Production Streaming
What You'll Build Today
If you have used ChatGPT or Claude, you know the feeling. You ask a question, and the answer starts appearing immediately, word by word, as if a ghost is typing it out for you. It feels fast, responsive, and alive.
Now, compare that to the web apps we have built so far. You click a button, the browser loading spinner starts turning, and you wait. And wait. And wait. Ten seconds later, the entire paragraph slams onto the screen at once.
Today, we are going to fix that. We are going to build the "Ghost in the Machine" effect.
You will build a FastAPI server that connects to an LLM and streams the response to a web browser in real-time. You will create a simple frontend that catches these chunks of text and displays them instantly.
Here is what you will learn and why:
* Server-Sent Events (SSE): The standard web protocol for one-way communication from server to client. This is how we keep a connection open to push text.
* Python Generators: You have used return to send data back. Today you will use yield. This allows your function to hand over data piece by piece without finishing the whole job first.
* FastAPI StreamingResponse: The specific tool in our web framework that handles open connections and trickling data.
* Asynchronous Iteration: How to loop through data that doesn't exist yet (because the AI is still thinking of it).
The Problem
Let's look at how we have been building APIs up until now.

WHAT YOU WILL DO:
(1) Answer these from the Production Streaming text:
(a) How long do the web apps built so far make the user wait before the paragraph appears?
(b) Which keyword will replace return today?
(c) How does the text describe Server-Sent Events?
(2) In the Production Streaming text, why will the function use yield instead of return?
(3) How would the Production Streaming text go on? Extend it from its last sentence.
The items come from a separate source and have nothing to do with the streaming page.

ENTRIES SUPPLIED:
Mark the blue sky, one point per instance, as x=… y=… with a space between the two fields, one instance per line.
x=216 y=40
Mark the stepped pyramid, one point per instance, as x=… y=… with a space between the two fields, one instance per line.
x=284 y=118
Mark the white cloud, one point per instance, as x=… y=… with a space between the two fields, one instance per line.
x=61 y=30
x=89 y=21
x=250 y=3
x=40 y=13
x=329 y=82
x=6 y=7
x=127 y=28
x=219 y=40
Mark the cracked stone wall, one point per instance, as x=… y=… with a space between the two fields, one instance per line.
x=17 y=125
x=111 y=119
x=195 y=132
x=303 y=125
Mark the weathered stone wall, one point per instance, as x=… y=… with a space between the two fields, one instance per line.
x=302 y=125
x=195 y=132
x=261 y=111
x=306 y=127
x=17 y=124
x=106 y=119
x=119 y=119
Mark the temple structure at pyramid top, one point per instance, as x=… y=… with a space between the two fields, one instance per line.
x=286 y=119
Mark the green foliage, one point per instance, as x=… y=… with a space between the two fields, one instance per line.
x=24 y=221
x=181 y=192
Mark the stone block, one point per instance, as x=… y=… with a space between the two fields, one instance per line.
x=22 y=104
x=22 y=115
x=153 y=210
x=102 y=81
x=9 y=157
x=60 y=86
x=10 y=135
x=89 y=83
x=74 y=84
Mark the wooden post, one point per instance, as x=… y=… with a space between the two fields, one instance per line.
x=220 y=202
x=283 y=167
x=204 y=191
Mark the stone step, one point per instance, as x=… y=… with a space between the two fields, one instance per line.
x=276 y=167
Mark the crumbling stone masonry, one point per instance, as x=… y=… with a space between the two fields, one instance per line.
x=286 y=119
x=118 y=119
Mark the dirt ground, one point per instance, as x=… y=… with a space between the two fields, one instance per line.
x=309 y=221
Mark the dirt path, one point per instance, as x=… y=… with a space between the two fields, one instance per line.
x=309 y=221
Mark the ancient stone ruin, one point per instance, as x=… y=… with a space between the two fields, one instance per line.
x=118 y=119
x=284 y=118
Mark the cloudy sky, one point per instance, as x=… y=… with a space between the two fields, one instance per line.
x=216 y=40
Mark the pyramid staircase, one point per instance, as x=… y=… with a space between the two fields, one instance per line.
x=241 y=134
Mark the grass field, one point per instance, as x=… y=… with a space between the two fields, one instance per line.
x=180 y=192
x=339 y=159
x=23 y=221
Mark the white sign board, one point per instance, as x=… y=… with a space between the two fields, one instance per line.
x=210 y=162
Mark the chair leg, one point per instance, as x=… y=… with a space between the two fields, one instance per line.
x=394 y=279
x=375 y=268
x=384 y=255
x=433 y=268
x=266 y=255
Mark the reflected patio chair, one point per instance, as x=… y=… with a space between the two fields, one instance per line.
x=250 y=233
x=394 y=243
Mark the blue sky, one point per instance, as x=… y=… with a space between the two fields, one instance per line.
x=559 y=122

ANSWERS GIVEN:
(1)
(a) Ten seconds.
(b) yield.
(c) As the standard web protocol for one-way communication from server to client.

(2) yield lets the function hand over data piece by piece without first finishing the whole job. Text chunks can then go to the browser as soon as they exist, instead of arriving all at once at the end.

(3)
Imagine you are building a story generator. You ask the AI to write a 500-word story. Even for a fast model, generating 500 words might take 5 to 10 seconds.
Here is the standard "Request/Response" code we usually write:
from fastapi import FastAPI
from pydantic import BaseModel
import time
app = FastAPI()
class Prompt(BaseModel):
text: str
# This simulates a slow LLM generation
def slow_llm_generation():
result = []
words = ["Once", "upon", "a", "time", "in", "a", "digital", "land..."]
for word in words:
time.sleep(1) # Simulate thinking time
result.append(word)
return " ".join(result)
@app.post("/generate")
def generate_story(prompt: Prompt):
# The server creates the WHOLE response first
story = slow_llm_generation()
# Then sends it all at once
return {"story": story}
The Pain:
When a user calls /generate, their browser hangs. It looks like the website has crashed. They stare at a white screen for 8 seconds (1 second per word). Then, suddenly, the whole sentence appears.
If the generation takes 30 seconds, most users will close the tab before they see a single word. This is a terrible user experience. We need a way to send the word "Once" the moment it is ready, then "upon" a second later, and so on.
There has to be a way to keep the HTTP line open and trickle data down as it is created.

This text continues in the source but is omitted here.